** Task details **
If a line in the records below contains "open", copy that line.

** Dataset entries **
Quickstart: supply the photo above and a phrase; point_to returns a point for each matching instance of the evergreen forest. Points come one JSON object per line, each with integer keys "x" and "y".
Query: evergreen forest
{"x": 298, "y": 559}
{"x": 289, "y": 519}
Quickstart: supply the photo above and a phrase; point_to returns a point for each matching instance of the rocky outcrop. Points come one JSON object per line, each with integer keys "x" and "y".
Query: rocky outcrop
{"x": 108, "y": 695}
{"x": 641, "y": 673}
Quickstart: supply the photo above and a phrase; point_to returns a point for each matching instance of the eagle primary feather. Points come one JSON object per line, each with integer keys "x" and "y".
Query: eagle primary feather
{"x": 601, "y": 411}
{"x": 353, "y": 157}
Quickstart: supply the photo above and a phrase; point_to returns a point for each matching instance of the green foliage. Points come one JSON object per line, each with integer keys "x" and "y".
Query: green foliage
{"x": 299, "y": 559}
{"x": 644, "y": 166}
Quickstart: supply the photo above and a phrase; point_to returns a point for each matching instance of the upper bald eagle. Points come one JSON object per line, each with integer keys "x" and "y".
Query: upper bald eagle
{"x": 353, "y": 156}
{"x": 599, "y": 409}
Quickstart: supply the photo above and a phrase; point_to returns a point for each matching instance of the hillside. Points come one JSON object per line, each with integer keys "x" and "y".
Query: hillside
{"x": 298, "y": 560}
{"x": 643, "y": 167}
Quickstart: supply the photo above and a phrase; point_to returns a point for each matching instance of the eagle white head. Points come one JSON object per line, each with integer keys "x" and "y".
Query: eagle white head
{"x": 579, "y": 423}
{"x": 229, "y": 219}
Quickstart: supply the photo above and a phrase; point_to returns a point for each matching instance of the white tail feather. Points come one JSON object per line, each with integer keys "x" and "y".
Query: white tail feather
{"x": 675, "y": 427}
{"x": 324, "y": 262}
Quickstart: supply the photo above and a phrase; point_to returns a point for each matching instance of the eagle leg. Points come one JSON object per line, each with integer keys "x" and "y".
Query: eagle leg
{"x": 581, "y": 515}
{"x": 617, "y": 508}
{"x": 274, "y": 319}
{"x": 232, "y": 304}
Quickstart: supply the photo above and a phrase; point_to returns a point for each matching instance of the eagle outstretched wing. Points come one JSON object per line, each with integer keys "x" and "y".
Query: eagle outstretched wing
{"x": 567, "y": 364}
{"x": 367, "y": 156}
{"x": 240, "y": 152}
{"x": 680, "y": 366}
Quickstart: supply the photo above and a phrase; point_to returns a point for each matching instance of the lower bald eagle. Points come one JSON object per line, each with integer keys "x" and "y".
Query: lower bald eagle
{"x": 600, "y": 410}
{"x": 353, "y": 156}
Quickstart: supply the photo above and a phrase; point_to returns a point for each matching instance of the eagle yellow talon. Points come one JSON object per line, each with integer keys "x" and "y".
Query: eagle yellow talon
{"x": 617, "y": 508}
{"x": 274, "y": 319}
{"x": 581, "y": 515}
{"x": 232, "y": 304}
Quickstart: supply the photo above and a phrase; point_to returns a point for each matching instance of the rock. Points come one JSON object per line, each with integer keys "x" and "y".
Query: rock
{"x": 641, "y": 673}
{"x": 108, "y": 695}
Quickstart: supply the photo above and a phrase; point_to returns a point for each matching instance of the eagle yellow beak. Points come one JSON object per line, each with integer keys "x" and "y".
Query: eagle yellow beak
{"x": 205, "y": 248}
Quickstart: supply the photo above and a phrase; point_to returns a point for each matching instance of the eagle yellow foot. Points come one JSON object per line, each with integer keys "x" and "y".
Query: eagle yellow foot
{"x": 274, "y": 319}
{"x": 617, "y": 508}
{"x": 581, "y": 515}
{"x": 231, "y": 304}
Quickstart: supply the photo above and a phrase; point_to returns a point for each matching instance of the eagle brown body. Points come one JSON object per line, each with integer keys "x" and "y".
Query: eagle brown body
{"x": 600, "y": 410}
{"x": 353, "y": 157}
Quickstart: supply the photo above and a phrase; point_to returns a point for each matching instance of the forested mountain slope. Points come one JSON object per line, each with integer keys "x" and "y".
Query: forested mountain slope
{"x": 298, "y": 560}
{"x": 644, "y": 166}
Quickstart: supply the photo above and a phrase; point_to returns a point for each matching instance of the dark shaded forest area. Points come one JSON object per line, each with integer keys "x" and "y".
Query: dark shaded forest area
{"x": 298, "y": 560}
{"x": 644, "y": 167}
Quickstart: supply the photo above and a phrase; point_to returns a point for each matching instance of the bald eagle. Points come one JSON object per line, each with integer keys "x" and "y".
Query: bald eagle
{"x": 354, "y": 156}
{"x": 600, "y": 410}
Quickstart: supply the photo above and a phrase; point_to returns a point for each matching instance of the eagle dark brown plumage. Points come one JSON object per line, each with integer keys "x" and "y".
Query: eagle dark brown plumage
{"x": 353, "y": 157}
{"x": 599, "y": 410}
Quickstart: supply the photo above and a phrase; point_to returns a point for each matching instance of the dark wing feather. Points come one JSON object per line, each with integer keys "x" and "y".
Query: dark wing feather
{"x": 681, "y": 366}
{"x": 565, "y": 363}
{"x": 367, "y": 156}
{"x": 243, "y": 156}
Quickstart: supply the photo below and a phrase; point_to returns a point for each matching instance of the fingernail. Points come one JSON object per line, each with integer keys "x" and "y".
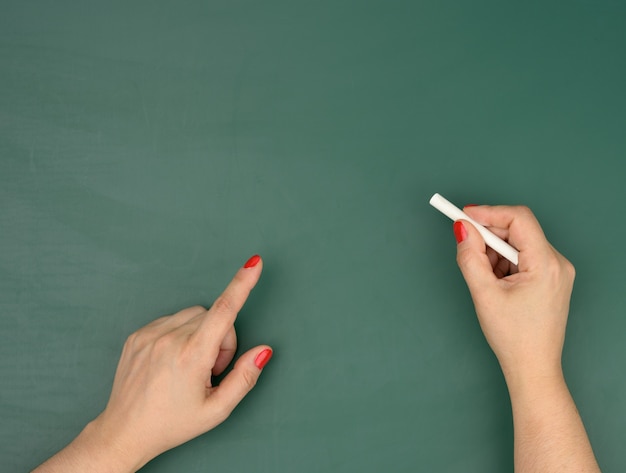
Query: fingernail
{"x": 460, "y": 233}
{"x": 252, "y": 262}
{"x": 262, "y": 358}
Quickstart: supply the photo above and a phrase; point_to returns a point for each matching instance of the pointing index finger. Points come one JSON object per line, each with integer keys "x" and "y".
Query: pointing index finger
{"x": 221, "y": 316}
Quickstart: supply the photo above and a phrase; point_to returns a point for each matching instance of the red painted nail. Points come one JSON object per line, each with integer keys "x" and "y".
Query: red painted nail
{"x": 460, "y": 233}
{"x": 262, "y": 358}
{"x": 252, "y": 262}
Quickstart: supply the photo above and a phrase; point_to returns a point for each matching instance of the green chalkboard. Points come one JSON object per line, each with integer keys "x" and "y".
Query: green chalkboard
{"x": 147, "y": 149}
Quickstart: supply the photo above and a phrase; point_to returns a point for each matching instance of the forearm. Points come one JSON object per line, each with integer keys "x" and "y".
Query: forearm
{"x": 90, "y": 452}
{"x": 549, "y": 433}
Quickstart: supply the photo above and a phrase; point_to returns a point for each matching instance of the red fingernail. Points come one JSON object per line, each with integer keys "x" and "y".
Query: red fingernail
{"x": 460, "y": 233}
{"x": 262, "y": 358}
{"x": 252, "y": 262}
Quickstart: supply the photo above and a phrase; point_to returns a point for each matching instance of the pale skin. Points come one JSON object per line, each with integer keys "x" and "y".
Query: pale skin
{"x": 162, "y": 394}
{"x": 523, "y": 313}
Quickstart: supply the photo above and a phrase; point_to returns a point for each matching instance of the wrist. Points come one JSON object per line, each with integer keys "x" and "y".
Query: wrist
{"x": 533, "y": 381}
{"x": 106, "y": 449}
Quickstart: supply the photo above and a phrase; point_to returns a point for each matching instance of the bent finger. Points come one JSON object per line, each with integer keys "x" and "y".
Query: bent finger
{"x": 239, "y": 382}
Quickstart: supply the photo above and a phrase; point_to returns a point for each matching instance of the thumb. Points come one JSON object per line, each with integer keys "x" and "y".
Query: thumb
{"x": 239, "y": 382}
{"x": 472, "y": 257}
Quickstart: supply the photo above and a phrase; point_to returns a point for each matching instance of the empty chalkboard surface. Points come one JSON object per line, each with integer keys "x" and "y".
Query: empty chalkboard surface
{"x": 147, "y": 149}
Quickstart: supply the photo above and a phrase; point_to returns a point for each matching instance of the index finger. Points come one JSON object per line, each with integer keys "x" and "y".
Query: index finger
{"x": 221, "y": 316}
{"x": 524, "y": 231}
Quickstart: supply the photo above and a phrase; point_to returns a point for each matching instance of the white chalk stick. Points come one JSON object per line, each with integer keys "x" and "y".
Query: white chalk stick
{"x": 450, "y": 210}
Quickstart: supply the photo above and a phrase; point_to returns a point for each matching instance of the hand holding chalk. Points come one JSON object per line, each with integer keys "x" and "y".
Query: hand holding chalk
{"x": 450, "y": 210}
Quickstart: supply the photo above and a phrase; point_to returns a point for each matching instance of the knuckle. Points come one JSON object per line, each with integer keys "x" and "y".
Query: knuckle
{"x": 524, "y": 211}
{"x": 222, "y": 412}
{"x": 164, "y": 342}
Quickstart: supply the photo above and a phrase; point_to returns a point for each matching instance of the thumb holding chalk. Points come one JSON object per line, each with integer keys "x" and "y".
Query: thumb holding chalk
{"x": 472, "y": 257}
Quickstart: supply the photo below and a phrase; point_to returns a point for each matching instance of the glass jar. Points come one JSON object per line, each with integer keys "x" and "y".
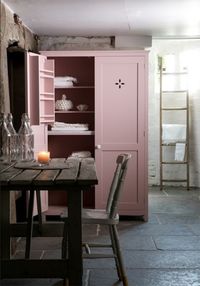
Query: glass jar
{"x": 5, "y": 140}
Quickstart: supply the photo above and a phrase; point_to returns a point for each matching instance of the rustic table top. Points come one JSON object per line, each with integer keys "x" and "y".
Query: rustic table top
{"x": 58, "y": 172}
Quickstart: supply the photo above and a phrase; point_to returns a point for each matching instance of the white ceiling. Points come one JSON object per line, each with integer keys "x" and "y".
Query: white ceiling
{"x": 157, "y": 18}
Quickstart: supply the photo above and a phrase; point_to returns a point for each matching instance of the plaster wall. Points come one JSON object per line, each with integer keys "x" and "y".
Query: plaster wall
{"x": 186, "y": 53}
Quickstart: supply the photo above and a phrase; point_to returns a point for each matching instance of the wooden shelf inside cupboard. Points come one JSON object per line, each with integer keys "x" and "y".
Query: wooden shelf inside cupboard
{"x": 61, "y": 143}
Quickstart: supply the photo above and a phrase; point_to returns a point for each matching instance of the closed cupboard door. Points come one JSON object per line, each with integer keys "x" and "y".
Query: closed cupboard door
{"x": 120, "y": 127}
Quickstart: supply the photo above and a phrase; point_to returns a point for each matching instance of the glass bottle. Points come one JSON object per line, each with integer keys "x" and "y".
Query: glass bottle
{"x": 24, "y": 139}
{"x": 5, "y": 140}
{"x": 14, "y": 137}
{"x": 31, "y": 143}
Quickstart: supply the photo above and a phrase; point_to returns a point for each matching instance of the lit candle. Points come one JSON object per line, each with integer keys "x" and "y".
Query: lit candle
{"x": 43, "y": 157}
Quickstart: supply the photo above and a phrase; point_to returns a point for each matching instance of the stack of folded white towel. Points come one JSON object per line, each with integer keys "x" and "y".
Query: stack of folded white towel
{"x": 62, "y": 126}
{"x": 64, "y": 81}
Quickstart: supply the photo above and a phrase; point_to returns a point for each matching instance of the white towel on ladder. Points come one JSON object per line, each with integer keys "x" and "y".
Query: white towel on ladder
{"x": 180, "y": 152}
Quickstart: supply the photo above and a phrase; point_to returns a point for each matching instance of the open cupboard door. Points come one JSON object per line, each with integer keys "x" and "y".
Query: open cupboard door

** Result **
Quickstart: supply the photo above and a phrase; point_to returns a point for each matching instance of the open cupboard door. Points come one JSON object per line, each with integer keys "x" and "y".
Query: open cupboard door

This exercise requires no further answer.